Document excerpt section start

I am having trouble understanding what the work item constraints mean. I am using pyopencl
and looking at the max_work_item_sizes
it gives what I assumed was the max number of global work threads for each dimension.
import pyopencl as cl
import numpy as np
ctx = cl.create_some_context()
queue = cl.CommandQueue(ctx)
queue.device.max_work_item_sizes # [1024, 1024, 64]
I could simulate the np.arange
function by the following:
prg = cl.Program(ctx, """
__kernel void arange(__global int *res_g)
{
int gid = get_global_id(0);
res_g[gid] = gid;
}
""").build()
res_g = cl.Buffer(ctx, cl.mem_flags.READ_WRITE, 4 * 4096)
prg.arange(queue, [4096], None, res_g)
# transfer back to cpu
res_np = np.empty(4096).astype(np.int32)
cl.enqueue_copy(queue, res_np, res_g)
assert (res_np == np.arange(4096)).all() # this is true
How is it possible to specify more than 1024 work items for the first dimension? What does the max_work_item_sizes
mean?
Another question related to this is if it is beneficial to use as many work dimensions as possible? As I understand it possible to use 3 dimensions at most. A way of simulating np.arange
by using 2 work item dimensions could be done by the following:
prg = cl.Program(ctx, """
__kernel void arange(__global int *res_g)
{
int gid = get_global_id(0) * get_global_id(1);
barrier(CLK_GLOBAL_MEM_FENCE);
res_g[gid] = gid;
}
""").build()
res_g = cl.Buffer(ctx, cl.mem_flags.READ_WRITE, 4 * 4096)
prg.arange(queue, [64, 64], [1,1], res_g)
# transfer back to cpu
res_np = np.empty(4096).astype(np.int32)
cl.enqueue_copy(queue, res_np, res_g)
assert (res_np == np.arange(4096)).all()
For some reason the assertion is not always true
But my question is, when processing a large array, is it better to make use of all 3 work_item_dimensions
? Or is it better to treat the array as a 1d contiguous array and only use get_global_id(0)
?
How is it possible to specify more than 1024 work items for the first dimension? What does the max_work_item_sizes mean?
max_work_item_sizes
returns maximum number of work items per work group in each dimension.
By passing None
as third argument:
prg.arange(queue, [4096], None, res_g)

Document excerpt section end

◆ Work required
Return the part of the pyopencl thread that begins at the words "For some reason" and stops after "the max_work_item_sizes mean?", copied word for word. The lines that follow come from a different source than the pyopencl thread.

Source material section start

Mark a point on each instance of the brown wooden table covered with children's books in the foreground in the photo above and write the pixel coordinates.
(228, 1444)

Source material section end

◆ Result of the exercise
For some reason the assertion is not always true
But my question is, when processing a large array, is it better to make use of all 3 work_item_dimensions
? Or is it better to treat the array as a 1d contiguous array and only use get_global_id(0)
?
How is it possible to specify more than 1024 work items for the first dimension? What does the max_work_item_sizes mean?